### PROVIDED DATA

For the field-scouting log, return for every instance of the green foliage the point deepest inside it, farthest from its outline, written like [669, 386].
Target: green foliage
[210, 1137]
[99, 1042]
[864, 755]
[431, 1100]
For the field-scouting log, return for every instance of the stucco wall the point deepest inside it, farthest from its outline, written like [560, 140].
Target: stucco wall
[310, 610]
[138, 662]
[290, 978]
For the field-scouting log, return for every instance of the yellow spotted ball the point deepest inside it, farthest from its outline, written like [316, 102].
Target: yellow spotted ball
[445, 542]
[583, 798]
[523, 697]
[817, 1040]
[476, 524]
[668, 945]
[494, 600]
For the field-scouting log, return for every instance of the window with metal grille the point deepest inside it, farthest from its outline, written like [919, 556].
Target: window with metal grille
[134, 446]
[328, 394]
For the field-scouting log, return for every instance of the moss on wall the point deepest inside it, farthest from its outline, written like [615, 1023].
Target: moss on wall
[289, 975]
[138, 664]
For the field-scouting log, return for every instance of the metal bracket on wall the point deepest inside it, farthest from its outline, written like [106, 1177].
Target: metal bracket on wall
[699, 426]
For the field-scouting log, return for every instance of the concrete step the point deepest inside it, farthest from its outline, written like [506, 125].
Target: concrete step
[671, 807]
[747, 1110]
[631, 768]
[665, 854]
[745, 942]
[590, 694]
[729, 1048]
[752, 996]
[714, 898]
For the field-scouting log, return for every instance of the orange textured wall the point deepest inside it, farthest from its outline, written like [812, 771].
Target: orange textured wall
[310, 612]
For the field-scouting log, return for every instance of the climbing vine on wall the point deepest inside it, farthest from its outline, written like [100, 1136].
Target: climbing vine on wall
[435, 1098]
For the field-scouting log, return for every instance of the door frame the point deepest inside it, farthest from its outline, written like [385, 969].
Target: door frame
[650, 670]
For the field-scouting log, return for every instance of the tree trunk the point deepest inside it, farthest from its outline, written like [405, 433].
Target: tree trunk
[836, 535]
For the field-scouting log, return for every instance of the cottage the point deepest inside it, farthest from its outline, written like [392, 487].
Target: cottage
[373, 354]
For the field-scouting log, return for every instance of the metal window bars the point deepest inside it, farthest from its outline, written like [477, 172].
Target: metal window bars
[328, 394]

### WHAT NEEDS TO BE DONE
Your answer must be an exact transcription of the lines from the one containing "Target: cottage" through the last line of the records above, and nothing else.

### RESULT OF THIS EXERCISE
Target: cottage
[373, 354]
For the field-scouting log, return for every instance of the metal window bars the point deepest inside it, farthest from its outline, written like [477, 172].
Target: metal window bars
[328, 394]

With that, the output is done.